• **Required task**
Write out every line of the data below again, changing each "Query" to "Target" and leaving everything else the same.

• **Input material**

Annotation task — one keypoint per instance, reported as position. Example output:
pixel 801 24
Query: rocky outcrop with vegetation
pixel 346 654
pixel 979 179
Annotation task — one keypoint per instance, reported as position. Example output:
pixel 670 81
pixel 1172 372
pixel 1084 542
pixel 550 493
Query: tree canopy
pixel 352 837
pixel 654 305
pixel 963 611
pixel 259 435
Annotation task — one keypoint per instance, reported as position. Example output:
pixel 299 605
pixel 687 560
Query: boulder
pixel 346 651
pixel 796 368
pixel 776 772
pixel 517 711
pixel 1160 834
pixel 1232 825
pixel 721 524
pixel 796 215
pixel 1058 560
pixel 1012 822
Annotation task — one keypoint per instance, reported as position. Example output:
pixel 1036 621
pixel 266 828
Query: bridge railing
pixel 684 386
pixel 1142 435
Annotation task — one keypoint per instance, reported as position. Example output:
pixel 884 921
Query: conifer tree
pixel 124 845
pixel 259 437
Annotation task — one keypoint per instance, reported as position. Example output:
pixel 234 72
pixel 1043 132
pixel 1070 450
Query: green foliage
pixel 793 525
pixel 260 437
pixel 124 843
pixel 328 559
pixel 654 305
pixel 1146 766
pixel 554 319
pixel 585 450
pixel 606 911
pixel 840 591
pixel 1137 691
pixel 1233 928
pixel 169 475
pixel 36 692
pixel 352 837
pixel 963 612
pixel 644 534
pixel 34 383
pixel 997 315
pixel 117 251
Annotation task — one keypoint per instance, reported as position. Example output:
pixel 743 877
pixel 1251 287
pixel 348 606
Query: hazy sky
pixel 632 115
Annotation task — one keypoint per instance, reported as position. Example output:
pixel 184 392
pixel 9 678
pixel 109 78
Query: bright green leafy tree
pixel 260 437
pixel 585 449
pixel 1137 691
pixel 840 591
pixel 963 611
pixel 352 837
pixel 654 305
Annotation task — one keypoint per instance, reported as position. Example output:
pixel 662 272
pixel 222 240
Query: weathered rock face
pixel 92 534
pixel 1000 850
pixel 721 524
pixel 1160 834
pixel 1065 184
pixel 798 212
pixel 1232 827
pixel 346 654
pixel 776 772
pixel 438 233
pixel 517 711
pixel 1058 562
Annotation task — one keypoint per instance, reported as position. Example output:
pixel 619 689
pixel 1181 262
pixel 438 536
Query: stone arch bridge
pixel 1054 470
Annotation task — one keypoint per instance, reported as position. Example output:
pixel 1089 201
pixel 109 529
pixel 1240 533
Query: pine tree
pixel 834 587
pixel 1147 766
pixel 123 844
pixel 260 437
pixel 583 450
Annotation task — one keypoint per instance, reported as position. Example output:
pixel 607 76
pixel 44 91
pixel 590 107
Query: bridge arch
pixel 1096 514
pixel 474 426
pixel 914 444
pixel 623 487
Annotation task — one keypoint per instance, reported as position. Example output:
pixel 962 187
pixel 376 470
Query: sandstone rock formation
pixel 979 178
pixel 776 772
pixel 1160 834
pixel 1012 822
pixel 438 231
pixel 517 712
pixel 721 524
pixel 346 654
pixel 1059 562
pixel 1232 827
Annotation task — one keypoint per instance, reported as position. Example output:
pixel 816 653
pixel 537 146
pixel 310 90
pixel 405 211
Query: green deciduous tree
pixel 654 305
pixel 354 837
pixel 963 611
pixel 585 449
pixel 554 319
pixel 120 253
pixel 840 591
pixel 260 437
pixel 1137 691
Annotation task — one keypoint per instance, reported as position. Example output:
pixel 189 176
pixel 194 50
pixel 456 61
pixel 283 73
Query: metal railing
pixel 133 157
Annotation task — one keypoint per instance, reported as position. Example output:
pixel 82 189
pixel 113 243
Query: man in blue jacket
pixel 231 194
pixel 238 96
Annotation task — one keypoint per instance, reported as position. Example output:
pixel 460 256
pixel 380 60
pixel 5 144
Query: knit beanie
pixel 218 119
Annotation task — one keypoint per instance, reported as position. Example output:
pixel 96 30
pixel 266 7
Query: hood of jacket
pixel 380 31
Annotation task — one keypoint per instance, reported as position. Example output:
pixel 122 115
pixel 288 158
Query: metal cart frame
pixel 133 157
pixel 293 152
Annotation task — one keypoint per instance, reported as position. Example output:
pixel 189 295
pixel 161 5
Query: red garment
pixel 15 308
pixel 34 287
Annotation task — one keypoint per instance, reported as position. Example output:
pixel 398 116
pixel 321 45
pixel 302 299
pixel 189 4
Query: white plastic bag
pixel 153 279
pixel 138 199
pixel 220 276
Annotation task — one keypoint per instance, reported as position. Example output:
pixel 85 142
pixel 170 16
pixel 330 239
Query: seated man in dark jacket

• **Task answer**
Annotation task — one keypoint per instance, reported as position. Example output:
pixel 801 24
Target: rocky outcrop with vegetation
pixel 346 654
pixel 979 179
Annotation task — one keypoint per instance, reported as position. Example output:
pixel 670 81
pixel 1172 372
pixel 1084 542
pixel 550 493
Target: tree canopy
pixel 352 837
pixel 654 305
pixel 963 611
pixel 259 435
Annotation task — one keypoint per instance, reported as position. Example output:
pixel 299 605
pixel 687 560
Target: boulder
pixel 346 651
pixel 796 368
pixel 776 772
pixel 517 711
pixel 1160 834
pixel 1232 825
pixel 721 524
pixel 796 215
pixel 1058 560
pixel 1012 822
Annotation task — one keypoint per instance, reported as position. Example output:
pixel 1036 621
pixel 266 828
Target: bridge railing
pixel 684 386
pixel 1142 435
Annotation task — one keypoint per instance, reported as position. Example output:
pixel 884 921
Target: conifer tree
pixel 124 845
pixel 259 437
Annotation task — one keypoint per instance, reported as position. Example output:
pixel 234 72
pixel 1043 132
pixel 1070 450
Target: green foliage
pixel 793 525
pixel 260 437
pixel 124 843
pixel 328 559
pixel 654 305
pixel 1146 766
pixel 554 319
pixel 585 450
pixel 606 911
pixel 840 591
pixel 1137 691
pixel 1233 928
pixel 169 475
pixel 36 692
pixel 352 837
pixel 963 612
pixel 644 534
pixel 34 383
pixel 997 315
pixel 117 251
Annotation task — one keypoint per instance, reported as position. Example output:
pixel 743 877
pixel 1251 287
pixel 348 606
Target: hazy sky
pixel 632 115
Annotation task — one keypoint per instance, reported as position. Example output:
pixel 184 392
pixel 9 678
pixel 109 78
Target: bright green leafy tree
pixel 260 437
pixel 585 449
pixel 1137 691
pixel 840 591
pixel 963 611
pixel 352 837
pixel 654 305
Annotation task — one keypoint per instance, reported as position. Example output:
pixel 662 272
pixel 222 240
Target: weathered rock face
pixel 92 534
pixel 1000 850
pixel 721 524
pixel 1160 834
pixel 1065 184
pixel 798 212
pixel 1232 827
pixel 346 654
pixel 776 772
pixel 438 233
pixel 517 711
pixel 1058 562
Annotation task — one keypoint per instance, reported as position. Example output:
pixel 619 689
pixel 1181 262
pixel 438 536
Target: stone arch bridge
pixel 1054 470
Annotation task — one keypoint per instance, reported as position. Example output:
pixel 1089 201
pixel 109 529
pixel 1240 533
Target: pine tree
pixel 834 587
pixel 1147 766
pixel 123 844
pixel 260 437
pixel 583 450
Annotation task — one keypoint per instance, reported as position. Example output:
pixel 607 76
pixel 44 91
pixel 590 107
Target: bridge arch
pixel 1096 514
pixel 474 426
pixel 914 444
pixel 623 487
Annotation task — one keypoint per instance, reported as position. Example output:
pixel 962 187
pixel 376 470
Target: sandstone rock formation
pixel 979 178
pixel 776 772
pixel 1160 834
pixel 1012 822
pixel 438 231
pixel 517 712
pixel 721 524
pixel 346 654
pixel 1059 562
pixel 1232 827
Annotation task — one keypoint per instance, reported as position. Example output:
pixel 816 653
pixel 537 146
pixel 310 90
pixel 405 211
Target: green deciduous tree
pixel 654 305
pixel 354 837
pixel 963 611
pixel 585 449
pixel 554 319
pixel 120 253
pixel 840 591
pixel 260 437
pixel 1137 691
Annotation task — one keypoint per instance, reported as position. Example output:
pixel 189 176
pixel 194 50
pixel 456 61
pixel 283 73
Target: metal railing
pixel 133 157
Annotation task — one keypoint per instance, reported as position. Example output:
pixel 82 189
pixel 113 243
Target: man in blue jacket
pixel 231 194
pixel 238 96
Annotation task — one keypoint per instance, reported as position. Example output:
pixel 460 256
pixel 380 60
pixel 5 144
Target: knit beanie
pixel 218 119
Annotation task — one keypoint per instance, reported as position. Example output:
pixel 96 30
pixel 266 7
Target: hood of jacket
pixel 380 31
Annotation task — one keypoint per instance, reported as position. Example output:
pixel 122 115
pixel 288 158
Target: metal cart frame
pixel 133 157
pixel 293 152
Annotation task — one keypoint per instance, reported as position. Example output:
pixel 189 295
pixel 161 5
Target: red garment
pixel 15 308
pixel 34 287
Annotation task — one keypoint per instance, reported as position. Example output:
pixel 398 116
pixel 321 45
pixel 302 299
pixel 189 4
Target: white plastic bag
pixel 153 279
pixel 138 199
pixel 220 276
Annotation task — one keypoint per instance, reported as position. Example output:
pixel 85 142
pixel 170 16
pixel 330 239
Target: seated man in dark jacket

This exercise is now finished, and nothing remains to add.